• Text segment:
-*-

Beyond Measure: The Hidden History of Measurement from Cubits to Quantum Constants (Hardcover)
A New Yorker Best Book of 2022
Finalist for the 2023 Los Angeles Times Book Prize for Science & Technology
A vibrant account of how measurement has invisibly shaped our world, from ancient civilizations to the modern day.
From the cubit to the kilogram, the humble inch to the speed of light, measurement is a powerful tool that humans invented to make sense of the world. In this revelatory work of science and social history, James Vincent dives into its hidden world, taking readers from ancient Egypt, where measuring the annual depth of the Nile was an essential task, to the intellectual origins of the metric system in the French Revolution, and from the surprisingly animated rivalry between metric and imperial, to our current age of the “quantified self.” At every turn, Vincent is keenly attuned to the political consequences of measurement, exploring how it has also been used as a tool for oppression and control.

-*-

• Goal of the exercise: Could you reproduce the book description word for word, between "From the cubit" and "oppression and control.", inclusive?

-*-

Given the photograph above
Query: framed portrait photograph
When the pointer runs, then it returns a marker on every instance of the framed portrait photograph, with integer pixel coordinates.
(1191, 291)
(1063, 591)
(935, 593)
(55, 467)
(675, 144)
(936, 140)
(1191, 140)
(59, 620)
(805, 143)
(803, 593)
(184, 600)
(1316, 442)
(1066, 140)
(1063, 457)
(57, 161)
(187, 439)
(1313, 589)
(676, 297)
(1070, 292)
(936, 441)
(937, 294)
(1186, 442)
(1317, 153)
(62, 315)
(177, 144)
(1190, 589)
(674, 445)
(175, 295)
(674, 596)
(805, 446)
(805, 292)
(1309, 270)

-*-

• Answer to the problem:
From the cubit to the kilogram, the humble inch to the speed of light, measurement is a powerful tool that humans invented to make sense of the world. In this revelatory work of science and social history, James Vincent dives into its hidden world, taking readers from ancient Egypt, where measuring the annual depth of the Nile was an essential task, to the intellectual origins of the metric system in the French Revolution, and from the surprisingly animated rivalry between metric and imperial, to our current age of the “quantified self.” At every turn, Vincent is keenly attuned to the political consequences of measurement, exploring how it has also been used as a tool for oppression and control.